## Records shown:
--- START ---

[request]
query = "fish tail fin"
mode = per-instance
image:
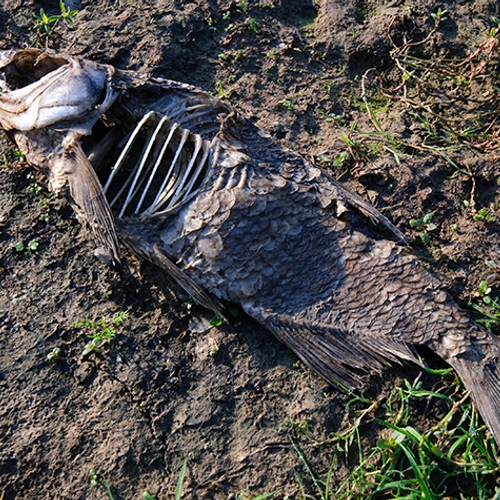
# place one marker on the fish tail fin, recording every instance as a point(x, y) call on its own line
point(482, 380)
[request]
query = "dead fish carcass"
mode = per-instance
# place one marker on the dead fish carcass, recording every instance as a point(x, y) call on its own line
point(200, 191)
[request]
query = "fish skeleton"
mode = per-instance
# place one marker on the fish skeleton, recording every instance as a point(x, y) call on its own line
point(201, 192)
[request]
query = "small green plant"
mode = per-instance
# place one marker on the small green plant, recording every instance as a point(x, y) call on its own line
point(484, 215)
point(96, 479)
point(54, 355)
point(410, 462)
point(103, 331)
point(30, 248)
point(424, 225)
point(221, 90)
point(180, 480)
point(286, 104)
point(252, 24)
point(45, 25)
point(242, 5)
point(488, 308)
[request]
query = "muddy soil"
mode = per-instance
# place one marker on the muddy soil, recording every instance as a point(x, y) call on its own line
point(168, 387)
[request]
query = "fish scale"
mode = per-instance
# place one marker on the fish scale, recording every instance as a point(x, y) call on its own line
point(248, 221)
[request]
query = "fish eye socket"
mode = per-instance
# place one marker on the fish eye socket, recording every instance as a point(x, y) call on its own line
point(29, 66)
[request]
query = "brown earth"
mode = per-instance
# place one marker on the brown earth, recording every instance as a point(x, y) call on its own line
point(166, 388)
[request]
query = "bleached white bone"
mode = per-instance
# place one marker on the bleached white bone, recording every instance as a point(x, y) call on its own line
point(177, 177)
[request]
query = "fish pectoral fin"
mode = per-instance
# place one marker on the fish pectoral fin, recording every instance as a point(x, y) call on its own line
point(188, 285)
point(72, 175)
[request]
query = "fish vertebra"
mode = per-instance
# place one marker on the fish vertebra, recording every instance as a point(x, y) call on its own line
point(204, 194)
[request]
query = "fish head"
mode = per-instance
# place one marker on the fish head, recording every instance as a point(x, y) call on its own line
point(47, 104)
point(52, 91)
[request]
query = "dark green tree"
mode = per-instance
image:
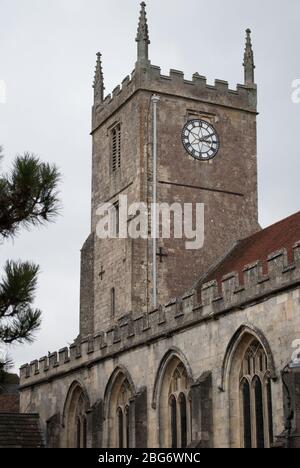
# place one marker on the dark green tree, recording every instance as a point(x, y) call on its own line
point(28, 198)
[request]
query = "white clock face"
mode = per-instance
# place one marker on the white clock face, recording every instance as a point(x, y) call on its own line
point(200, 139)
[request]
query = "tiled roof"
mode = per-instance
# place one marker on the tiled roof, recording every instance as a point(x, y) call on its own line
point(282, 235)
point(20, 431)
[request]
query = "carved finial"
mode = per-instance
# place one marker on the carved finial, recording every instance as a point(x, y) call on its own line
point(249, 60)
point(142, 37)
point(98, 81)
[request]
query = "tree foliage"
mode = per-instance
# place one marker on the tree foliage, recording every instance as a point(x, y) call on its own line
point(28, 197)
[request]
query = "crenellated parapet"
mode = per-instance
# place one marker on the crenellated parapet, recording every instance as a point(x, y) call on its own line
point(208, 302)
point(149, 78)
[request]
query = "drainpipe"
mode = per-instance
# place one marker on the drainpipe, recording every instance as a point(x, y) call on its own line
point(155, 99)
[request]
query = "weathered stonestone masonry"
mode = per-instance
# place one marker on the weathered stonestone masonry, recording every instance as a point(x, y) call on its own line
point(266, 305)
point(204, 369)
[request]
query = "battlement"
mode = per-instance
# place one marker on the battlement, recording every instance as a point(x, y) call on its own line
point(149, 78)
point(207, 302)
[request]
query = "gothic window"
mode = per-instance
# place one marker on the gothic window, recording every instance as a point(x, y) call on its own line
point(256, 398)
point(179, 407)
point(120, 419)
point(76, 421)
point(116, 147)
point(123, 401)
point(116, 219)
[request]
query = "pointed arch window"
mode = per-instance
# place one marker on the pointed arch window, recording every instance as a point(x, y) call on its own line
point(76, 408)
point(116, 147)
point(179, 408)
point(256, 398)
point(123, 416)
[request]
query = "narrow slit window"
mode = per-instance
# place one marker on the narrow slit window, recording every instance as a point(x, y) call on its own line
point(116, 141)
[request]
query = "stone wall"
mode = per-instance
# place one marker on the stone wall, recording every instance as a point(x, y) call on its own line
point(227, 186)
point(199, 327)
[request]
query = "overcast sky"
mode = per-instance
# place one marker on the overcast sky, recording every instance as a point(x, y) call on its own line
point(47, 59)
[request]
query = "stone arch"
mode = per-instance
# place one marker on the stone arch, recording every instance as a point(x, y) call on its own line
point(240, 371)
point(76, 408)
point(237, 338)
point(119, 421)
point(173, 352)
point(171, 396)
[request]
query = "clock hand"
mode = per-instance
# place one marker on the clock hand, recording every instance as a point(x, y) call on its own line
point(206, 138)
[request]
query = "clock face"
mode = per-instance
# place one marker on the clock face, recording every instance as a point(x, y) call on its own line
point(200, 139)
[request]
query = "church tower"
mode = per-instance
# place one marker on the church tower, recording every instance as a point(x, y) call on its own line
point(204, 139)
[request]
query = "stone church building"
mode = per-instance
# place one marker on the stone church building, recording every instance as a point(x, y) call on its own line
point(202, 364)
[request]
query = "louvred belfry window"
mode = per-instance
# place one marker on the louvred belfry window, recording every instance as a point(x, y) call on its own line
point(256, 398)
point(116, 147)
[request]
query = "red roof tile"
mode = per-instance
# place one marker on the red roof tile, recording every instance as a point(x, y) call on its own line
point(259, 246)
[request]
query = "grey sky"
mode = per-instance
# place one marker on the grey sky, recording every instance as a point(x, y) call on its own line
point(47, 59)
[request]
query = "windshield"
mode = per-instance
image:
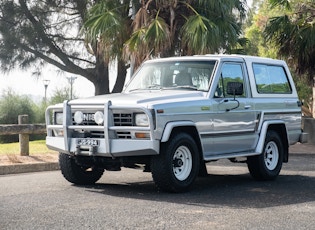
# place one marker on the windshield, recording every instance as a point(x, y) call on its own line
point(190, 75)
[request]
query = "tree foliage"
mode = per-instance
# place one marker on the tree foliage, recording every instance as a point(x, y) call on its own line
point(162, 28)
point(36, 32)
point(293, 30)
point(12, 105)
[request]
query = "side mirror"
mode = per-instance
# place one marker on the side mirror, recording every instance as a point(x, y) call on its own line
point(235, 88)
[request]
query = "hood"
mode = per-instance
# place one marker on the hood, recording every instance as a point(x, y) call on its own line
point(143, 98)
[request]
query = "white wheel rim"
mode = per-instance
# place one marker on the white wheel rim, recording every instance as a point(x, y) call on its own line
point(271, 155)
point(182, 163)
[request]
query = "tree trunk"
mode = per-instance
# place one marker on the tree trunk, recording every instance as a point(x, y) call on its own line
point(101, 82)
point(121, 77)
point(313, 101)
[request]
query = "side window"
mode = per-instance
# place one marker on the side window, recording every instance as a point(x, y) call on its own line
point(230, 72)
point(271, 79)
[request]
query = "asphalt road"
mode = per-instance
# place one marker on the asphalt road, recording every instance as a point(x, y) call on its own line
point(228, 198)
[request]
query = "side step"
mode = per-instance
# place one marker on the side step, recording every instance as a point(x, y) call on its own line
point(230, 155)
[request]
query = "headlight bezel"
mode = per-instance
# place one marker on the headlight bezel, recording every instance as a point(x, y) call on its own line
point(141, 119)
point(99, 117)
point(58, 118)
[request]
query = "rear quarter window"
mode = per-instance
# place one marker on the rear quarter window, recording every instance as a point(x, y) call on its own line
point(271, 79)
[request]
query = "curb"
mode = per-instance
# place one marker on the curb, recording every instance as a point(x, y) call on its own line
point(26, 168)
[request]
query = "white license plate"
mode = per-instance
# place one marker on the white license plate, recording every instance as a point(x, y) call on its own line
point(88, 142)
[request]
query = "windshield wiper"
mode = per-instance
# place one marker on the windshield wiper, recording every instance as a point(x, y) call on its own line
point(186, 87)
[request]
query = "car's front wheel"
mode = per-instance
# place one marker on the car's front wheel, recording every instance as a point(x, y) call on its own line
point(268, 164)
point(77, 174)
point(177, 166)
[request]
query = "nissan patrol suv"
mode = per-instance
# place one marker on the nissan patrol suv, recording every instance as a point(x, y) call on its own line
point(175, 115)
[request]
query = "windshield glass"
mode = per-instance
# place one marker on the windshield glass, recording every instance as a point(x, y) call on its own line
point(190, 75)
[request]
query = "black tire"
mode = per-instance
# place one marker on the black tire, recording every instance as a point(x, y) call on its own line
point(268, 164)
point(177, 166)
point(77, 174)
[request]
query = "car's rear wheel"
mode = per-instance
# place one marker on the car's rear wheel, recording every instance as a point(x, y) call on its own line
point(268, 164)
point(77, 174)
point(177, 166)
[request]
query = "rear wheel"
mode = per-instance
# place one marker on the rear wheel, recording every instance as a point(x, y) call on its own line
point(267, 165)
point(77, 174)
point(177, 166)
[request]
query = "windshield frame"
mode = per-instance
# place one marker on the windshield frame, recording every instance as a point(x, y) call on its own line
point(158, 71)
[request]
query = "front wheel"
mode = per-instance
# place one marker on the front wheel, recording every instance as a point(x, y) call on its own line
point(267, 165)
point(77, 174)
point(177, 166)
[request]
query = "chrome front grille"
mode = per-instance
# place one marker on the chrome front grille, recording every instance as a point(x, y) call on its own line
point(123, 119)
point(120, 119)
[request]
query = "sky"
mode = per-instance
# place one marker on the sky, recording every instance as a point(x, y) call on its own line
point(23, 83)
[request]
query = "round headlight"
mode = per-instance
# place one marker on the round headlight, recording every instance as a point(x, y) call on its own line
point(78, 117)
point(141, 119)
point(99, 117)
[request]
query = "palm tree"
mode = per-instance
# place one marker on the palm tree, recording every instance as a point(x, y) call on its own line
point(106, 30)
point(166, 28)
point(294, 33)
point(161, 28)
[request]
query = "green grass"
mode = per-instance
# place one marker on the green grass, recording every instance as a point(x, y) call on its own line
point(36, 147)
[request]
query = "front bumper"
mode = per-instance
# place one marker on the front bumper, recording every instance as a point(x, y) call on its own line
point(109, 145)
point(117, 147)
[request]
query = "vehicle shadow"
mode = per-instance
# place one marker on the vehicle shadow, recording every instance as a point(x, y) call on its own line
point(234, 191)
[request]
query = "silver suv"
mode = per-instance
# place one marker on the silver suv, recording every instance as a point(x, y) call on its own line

--- END ---

## Instructions to follow:
In the records above, find each line that mentions the string "silver", then copy it.

## Response area:
query = "silver suv"
# place one marker on the silver suv, recording every instance as a point(x, y) call on its own line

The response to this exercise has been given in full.